[Selected passage]
Begin
# Spring cleaning



## Workaholic (Apr 17, 2007)

Every now and again you got to clear the mess in the van. Show me your clutter.

Those are my two boys, daughter was to busy to get involved.


----------



## Burt White (Nov 8, 2009)

nice set up


----------



## Workaholic (Apr 17, 2007)

Burt White said:


> nice set up


Thanks Burt, there is never enough room though. I should pull the trigger on a trailer set up.


----------



## RCP (Apr 18, 2007)

That does look nice Sean, and the boys are cute!:thumbsup:


----------



## Workaholic (Apr 17, 2007)

RCP said:


> That does look nice Sean, and the boys are cute!:thumbsup:


That is how those boys lure you in. Then you discover they are monsters lol. 

I like Rob's set up of leaving the pump on the truck.


----------



## daArch (Mar 15, 2008)

RCP said:


> and the boys are cute!:thumbsup:


Jeepers, I didn't know a couple of "miserable ********" could look so adorable 

(sorry, I was just feeling lucky)


----------



## RCP (Apr 18, 2007)

Workaholic said:


> That is how those boys lure you in. Then you discover they are monsters lol.
> 
> I like Rob's set up of leaving the pump on the truck.


Ain't that the truth!

The rig in the truck works fine in the summer, but not in the winter.


----------



## Workaholic (Apr 17, 2007)

daArch said:


> Jeepers, I didn't know a couple of "miserable ********" could look so adorable
> 
> (sorry, I was just feeling lucky)


They don't know they are miserable yet. :laughing:


----------



## daArch (Mar 15, 2008)

Looks like they need a trip to NJ. Then they will know what MISERABLE is:thumbup:


----------



## Wolfgang (Nov 16, 2008)

Now the question is: "How long will it stay that way?" Have to admit, it's about the cleanest painters van floor I've ever seen.


----------



## Workaholic (Apr 17, 2007)

Wolfgang said:


> Now the question is: "How long will it stay that way?" Have to admit, it's about the cleanest painters van floor I've ever seen.


Only a couple days and then the clutter spreads.


----------



## Wolfgang (Nov 16, 2008)

Workaholic said:


> Only a couple days and then the clutter spreads.


Yeah....everytime I think I had set up the perfect system, I proved myself wrong.

Sean, one thing I did do was get some of those spring loaded broom/yard tool clamps and mounted them on the ceilings for my long extensions and a couple on the inside of the doors for the smaller ones. That worked real nice. You can get them at HD in the hardware dept., their not expensive either. Just make sure you get the one's that will hold the diameter of the roller extensions....I think the clamps come in a couple different sizes.
End
[Problems]
1. According to the spring cleaning thread, where did Wolfgang mount the clamps for his long extensions?
2. Reproduce everything in the spring cleaning thread from "Every now and" down to "(Nov 8, 2009)".
3. Take the spring cleaning thread further, picking up right after its last sentence.
The listing is drawn from a separate source and has no connection to the spring cleaning thread.

[Collected material]
Begin
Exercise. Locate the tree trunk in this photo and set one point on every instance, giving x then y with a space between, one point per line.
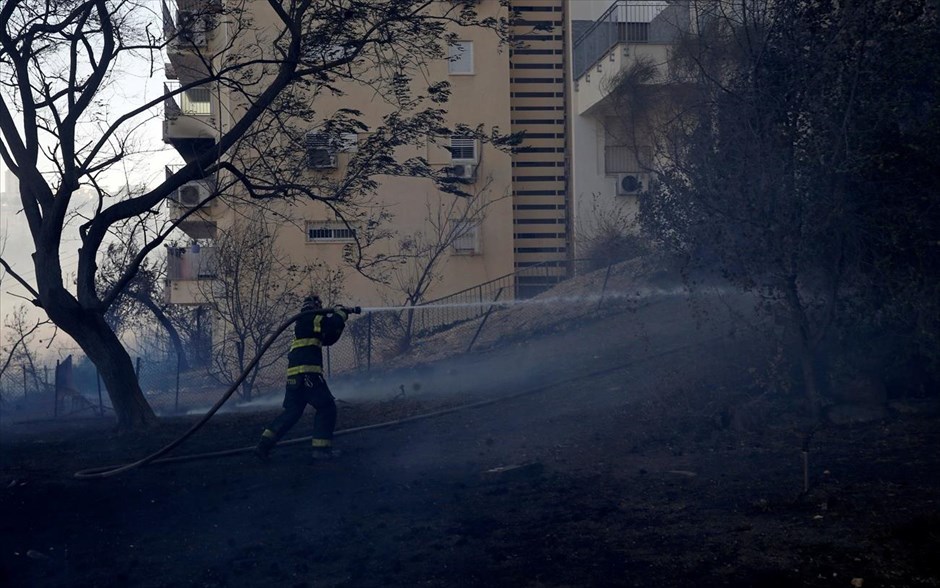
104 349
End
[Task results]
1. On the ceilings.

2.
Every now and again you got to clear the mess in the van. Show me your clutter.

Those are my two boys, daughter was to busy to get involved.


----------



## Burt White (Nov 8, 2009)

3.
I also had a pegboard set-up on the back of my divider to hang the wet brushes on. Used a couple of 1x2's to act as a mounting spacer for it. Drilled into the 1x2's from the cab side using sheet metal screws and then mounted the pegboard from the cargo side using the same.


----------



## mistcoat (Apr 21, 2007)

Wolfgang said:


> Yeah....everytime I think I had set up the perfect system, I proved myself wrong.
> 
> Sean, one thing I did do was get some of those spring loaded broom/yard tool clamps and mounted them on the ceilings for my long extensions and a couple on the inside of the doors for the smaller ones. That worked real nice.


I keep all my roller poles/broom/pole sander in a cut down soil pipe on the van ceiling.
I like your idea tho' Wolfgang!


----------



## straight_lines (Oct 17, 2007)

Gonna put one of those on my van as soon as I can get the time. Work, you still have a few more seasons before you can get some on the job training out of your boys. 

Won't be long thou.


----------



## Schmidt & Co. (Nov 6, 2008)

That's WAY to clean for a contractors van!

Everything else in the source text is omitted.